_Provided entries_
• • •
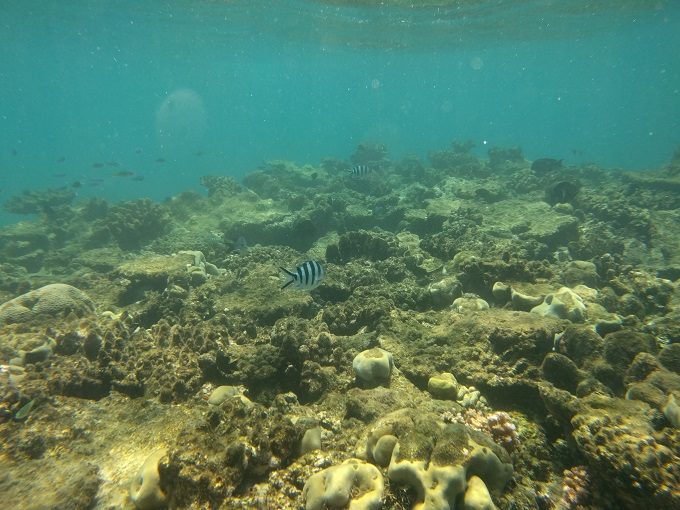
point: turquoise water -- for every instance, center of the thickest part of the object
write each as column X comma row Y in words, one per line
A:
column 220, row 87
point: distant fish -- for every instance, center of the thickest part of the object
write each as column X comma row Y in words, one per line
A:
column 306, row 276
column 241, row 245
column 24, row 411
column 361, row 170
column 544, row 165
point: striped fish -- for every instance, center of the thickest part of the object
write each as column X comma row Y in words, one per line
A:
column 360, row 170
column 306, row 276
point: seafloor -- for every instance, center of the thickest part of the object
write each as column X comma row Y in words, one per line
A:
column 488, row 335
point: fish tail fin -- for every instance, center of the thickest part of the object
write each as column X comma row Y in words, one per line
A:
column 290, row 277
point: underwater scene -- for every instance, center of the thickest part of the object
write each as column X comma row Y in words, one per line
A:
column 323, row 255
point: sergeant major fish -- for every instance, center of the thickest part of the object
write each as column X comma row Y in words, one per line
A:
column 306, row 276
column 360, row 170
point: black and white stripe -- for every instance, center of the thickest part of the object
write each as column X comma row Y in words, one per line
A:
column 306, row 276
column 360, row 170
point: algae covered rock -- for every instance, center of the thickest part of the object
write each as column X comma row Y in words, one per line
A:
column 443, row 386
column 477, row 496
column 373, row 367
column 354, row 484
column 469, row 304
column 435, row 460
column 145, row 489
column 135, row 223
column 563, row 304
column 52, row 300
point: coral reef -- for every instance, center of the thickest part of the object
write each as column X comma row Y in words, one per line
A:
column 488, row 336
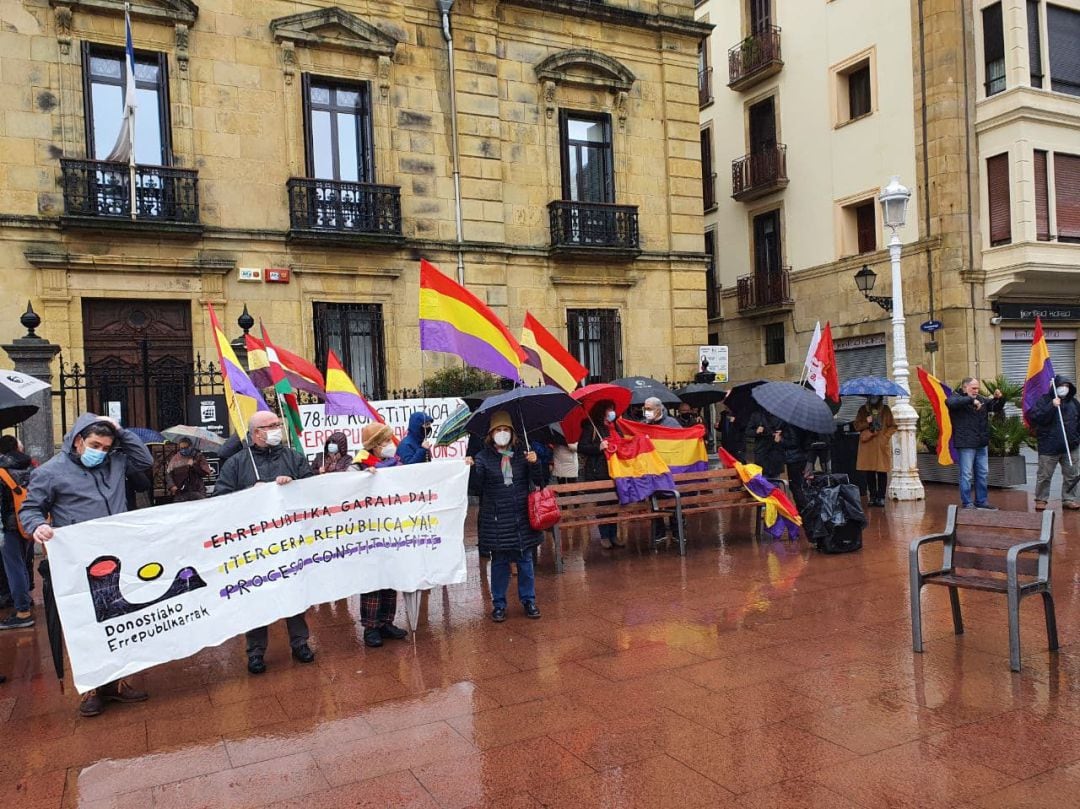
• • •
_Exercise brief_
Turn every line of the entries above into a Markdown table with a "Number" column for the row number and a "Text" column for the line. Skip blank lines and leave the pictures out.

_Reply to the exercise_
| Number | Text |
|---|---|
| 1 | point: turquoise water -- for every instance, center of the thickest part of the object |
| 2 | write each as column X comma row Y in words, one per line |
| 3 | A: |
| 4 | column 220, row 87 |
| 5 | point: distant fish -- for every instance, center of the thickest part of the object |
| 6 | write each as column X comma row Y in words, one per line |
| 7 | A: |
| 8 | column 306, row 276 |
| 9 | column 241, row 245 |
| 10 | column 24, row 411 |
| 11 | column 361, row 170 |
| 12 | column 544, row 165 |
| 13 | point: striped fish -- for every instance, center of the thickest part of the object |
| 14 | write each as column X comma row Y in words, one per line |
| 15 | A: |
| 16 | column 360, row 170 |
| 17 | column 306, row 276 |
| 18 | point: seafloor -- for every instance, center of the thickest part of the object |
| 19 | write each as column X comma row Y in words, one per line |
| 20 | A: |
| 21 | column 488, row 335 |
| 22 | point: fish tail fin -- for every instance, center of the thickest part of the object |
| 23 | write each as column X comma row Y in words, one per line |
| 24 | A: |
| 25 | column 290, row 277 |
| 26 | point: underwater scene -- for every instance, center of the thickest part of the object |
| 27 | write each as column X comma row Y in words, one per line |
| 28 | A: |
| 29 | column 323, row 255 |
| 30 | point: sergeant major fish -- for every instance, center of the thickest part of the object |
| 31 | write each as column X comma row Y in words, one per line |
| 32 | A: |
| 33 | column 306, row 276 |
| 34 | column 360, row 170 |
| 35 | point: black and white stripe -- for every instance, center of the thickest part of the object |
| 36 | write each as column X comma row Y in words, one per line |
| 37 | A: |
| 38 | column 306, row 276 |
| 39 | column 360, row 170 |
| 40 | point: algae covered rock -- for every instance, center of the thickest part of the object |
| 41 | write each as column X comma row Y in words, one per line |
| 42 | A: |
| 43 | column 443, row 386 |
| 44 | column 477, row 496 |
| 45 | column 373, row 367 |
| 46 | column 354, row 484 |
| 47 | column 469, row 304 |
| 48 | column 435, row 460 |
| 49 | column 145, row 489 |
| 50 | column 135, row 223 |
| 51 | column 563, row 304 |
| 52 | column 52, row 300 |
| 53 | point: coral reef -- for every instance, center of the thickest part of the object |
| 54 | write each as column X comma row Y in words, one per line |
| 55 | A: |
| 56 | column 488, row 336 |